### TASK DESCRIPTION
Reproduce every line below exactly as written; do not include the images.

DATA RECORDS Block Start

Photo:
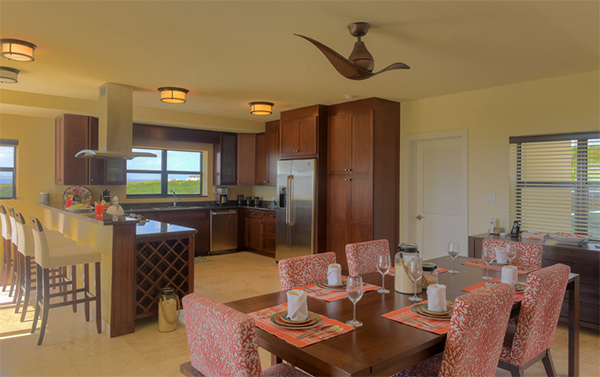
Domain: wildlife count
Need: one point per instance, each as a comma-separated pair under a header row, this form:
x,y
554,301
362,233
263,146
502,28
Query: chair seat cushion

DATA RECORDS Block End

### SOLUTION BELOW
Photo:
Domain: wildlife count
Need: one point per instance, each as a comma-separated pair under a header row, this form:
x,y
554,301
362,233
263,146
502,28
Query: chair seat cushion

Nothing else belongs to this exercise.